== Problem ==
Search the records below for "white"; copy each line that has it.

== The data ==

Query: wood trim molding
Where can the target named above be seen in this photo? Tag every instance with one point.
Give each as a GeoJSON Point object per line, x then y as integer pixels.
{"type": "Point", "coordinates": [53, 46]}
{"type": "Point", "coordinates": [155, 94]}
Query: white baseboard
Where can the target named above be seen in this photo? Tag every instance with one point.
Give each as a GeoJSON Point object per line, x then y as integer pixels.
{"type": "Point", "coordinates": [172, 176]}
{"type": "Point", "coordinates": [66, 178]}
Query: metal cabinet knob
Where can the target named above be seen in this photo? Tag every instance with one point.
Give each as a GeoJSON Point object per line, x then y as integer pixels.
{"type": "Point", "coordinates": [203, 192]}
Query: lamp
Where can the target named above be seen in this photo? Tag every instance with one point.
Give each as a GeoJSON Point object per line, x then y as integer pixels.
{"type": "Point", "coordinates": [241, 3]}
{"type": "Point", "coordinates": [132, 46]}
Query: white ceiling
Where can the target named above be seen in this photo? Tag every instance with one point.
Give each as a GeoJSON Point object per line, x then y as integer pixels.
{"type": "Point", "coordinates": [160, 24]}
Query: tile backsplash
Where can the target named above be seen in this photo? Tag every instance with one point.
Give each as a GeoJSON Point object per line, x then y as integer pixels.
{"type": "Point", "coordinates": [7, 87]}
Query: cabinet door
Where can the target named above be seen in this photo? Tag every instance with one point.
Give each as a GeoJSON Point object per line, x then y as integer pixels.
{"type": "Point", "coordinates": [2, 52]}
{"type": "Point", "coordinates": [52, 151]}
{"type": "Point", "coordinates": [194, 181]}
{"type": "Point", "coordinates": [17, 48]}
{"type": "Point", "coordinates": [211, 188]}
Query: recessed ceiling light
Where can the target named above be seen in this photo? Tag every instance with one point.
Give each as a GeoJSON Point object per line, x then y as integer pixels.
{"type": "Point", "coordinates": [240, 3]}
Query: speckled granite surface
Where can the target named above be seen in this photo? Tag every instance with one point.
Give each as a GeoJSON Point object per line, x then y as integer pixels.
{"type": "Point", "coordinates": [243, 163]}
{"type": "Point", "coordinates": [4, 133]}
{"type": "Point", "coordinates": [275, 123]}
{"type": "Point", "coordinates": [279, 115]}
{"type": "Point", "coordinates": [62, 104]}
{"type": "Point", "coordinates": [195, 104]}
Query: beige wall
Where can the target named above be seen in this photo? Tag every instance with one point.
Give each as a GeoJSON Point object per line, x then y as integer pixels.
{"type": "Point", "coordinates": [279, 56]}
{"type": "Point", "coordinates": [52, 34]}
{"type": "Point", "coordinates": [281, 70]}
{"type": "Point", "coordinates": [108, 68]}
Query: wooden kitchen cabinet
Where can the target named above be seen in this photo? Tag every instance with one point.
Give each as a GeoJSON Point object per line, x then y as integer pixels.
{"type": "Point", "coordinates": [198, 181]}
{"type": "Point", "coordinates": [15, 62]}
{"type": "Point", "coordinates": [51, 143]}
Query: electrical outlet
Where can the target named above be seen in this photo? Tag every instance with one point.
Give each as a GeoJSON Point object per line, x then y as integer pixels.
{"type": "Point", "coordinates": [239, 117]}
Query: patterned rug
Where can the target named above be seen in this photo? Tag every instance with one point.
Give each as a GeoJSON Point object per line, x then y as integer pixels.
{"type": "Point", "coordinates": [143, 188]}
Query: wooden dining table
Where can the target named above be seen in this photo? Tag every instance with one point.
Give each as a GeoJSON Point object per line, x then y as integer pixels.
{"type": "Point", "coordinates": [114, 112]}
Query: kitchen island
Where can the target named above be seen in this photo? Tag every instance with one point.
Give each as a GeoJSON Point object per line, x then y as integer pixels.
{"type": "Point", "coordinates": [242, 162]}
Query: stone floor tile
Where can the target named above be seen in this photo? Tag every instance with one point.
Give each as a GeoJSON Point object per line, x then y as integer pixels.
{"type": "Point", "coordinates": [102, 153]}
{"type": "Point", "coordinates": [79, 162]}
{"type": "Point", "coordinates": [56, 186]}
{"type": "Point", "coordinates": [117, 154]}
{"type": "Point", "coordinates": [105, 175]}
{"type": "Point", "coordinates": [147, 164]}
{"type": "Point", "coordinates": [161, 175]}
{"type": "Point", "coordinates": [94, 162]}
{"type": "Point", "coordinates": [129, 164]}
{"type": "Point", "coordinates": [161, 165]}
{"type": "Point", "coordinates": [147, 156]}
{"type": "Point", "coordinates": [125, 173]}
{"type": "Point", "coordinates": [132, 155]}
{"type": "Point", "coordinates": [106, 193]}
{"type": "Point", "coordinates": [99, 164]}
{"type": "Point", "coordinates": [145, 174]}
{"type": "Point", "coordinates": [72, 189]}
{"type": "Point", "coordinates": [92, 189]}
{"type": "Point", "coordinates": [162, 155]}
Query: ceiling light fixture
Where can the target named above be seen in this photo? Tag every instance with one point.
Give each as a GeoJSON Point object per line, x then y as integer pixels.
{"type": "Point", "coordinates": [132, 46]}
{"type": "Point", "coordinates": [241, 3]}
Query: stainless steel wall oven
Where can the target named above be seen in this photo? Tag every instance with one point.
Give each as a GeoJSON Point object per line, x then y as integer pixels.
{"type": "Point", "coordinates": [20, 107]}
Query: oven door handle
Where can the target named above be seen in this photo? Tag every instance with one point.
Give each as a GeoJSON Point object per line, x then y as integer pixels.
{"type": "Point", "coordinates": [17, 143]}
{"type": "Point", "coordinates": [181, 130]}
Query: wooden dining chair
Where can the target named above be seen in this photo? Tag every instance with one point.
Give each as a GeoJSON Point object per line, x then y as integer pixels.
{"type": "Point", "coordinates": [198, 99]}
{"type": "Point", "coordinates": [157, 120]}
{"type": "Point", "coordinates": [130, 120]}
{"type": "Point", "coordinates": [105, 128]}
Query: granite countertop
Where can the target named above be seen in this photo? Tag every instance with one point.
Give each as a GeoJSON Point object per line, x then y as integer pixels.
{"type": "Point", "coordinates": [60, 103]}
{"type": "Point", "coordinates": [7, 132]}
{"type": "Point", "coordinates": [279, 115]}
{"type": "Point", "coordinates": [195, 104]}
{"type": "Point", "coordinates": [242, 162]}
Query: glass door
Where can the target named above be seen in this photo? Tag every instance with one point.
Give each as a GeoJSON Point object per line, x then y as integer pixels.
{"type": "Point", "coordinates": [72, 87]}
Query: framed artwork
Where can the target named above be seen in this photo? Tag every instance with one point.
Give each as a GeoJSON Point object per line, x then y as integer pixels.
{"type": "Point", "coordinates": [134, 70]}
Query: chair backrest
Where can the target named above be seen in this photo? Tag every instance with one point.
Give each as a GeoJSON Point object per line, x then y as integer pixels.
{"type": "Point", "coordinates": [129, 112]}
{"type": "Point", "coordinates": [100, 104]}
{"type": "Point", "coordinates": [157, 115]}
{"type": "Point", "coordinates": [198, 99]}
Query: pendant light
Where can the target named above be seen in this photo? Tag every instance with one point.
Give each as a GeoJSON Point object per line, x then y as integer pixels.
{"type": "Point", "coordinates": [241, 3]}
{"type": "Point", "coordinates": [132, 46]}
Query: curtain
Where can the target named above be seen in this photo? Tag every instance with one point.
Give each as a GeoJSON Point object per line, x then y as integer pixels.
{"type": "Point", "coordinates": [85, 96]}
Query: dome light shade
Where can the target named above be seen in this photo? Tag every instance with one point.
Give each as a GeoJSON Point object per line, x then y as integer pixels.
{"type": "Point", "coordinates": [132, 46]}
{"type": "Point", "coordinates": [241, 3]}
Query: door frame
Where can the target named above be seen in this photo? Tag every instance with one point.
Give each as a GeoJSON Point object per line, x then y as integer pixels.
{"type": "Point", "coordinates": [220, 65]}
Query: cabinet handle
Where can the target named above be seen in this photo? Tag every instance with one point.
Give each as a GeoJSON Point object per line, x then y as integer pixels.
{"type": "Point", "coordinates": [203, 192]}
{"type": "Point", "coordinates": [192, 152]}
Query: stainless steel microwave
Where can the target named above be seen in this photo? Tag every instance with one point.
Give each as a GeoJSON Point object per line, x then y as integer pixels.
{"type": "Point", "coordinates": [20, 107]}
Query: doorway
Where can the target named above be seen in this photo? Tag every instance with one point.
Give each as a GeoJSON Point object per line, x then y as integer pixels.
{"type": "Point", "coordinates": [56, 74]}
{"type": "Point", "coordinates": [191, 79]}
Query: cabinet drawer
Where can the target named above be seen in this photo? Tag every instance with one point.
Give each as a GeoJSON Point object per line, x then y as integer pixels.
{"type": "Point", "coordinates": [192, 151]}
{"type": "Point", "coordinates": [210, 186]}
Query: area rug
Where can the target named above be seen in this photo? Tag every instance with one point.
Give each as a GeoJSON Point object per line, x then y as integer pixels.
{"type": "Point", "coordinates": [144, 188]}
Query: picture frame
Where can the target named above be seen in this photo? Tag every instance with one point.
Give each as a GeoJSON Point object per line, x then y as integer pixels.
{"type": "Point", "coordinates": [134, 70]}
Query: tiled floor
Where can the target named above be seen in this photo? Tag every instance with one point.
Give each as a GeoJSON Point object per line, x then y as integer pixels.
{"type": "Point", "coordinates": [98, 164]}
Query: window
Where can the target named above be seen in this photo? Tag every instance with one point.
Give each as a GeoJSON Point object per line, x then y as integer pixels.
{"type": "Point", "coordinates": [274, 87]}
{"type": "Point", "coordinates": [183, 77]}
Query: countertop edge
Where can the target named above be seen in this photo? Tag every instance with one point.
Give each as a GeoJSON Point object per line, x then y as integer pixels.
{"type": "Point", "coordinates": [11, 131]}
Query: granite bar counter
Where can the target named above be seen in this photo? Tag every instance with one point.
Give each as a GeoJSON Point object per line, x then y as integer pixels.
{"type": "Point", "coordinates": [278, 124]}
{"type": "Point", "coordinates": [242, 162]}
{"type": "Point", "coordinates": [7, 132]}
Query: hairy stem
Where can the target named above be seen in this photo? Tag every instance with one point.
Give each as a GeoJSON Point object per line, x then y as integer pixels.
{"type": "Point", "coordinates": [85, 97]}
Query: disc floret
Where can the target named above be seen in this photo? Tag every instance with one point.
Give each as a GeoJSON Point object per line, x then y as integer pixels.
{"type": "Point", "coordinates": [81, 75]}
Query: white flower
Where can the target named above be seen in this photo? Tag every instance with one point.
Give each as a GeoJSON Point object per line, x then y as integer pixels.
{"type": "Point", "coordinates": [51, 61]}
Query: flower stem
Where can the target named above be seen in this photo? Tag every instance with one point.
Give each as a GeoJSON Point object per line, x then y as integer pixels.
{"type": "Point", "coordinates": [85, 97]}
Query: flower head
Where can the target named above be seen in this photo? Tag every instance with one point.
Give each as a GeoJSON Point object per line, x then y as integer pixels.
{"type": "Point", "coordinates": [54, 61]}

===

== Answer to the exercise ==
Query: white baseboard
Query: white ceiling
Query: white flower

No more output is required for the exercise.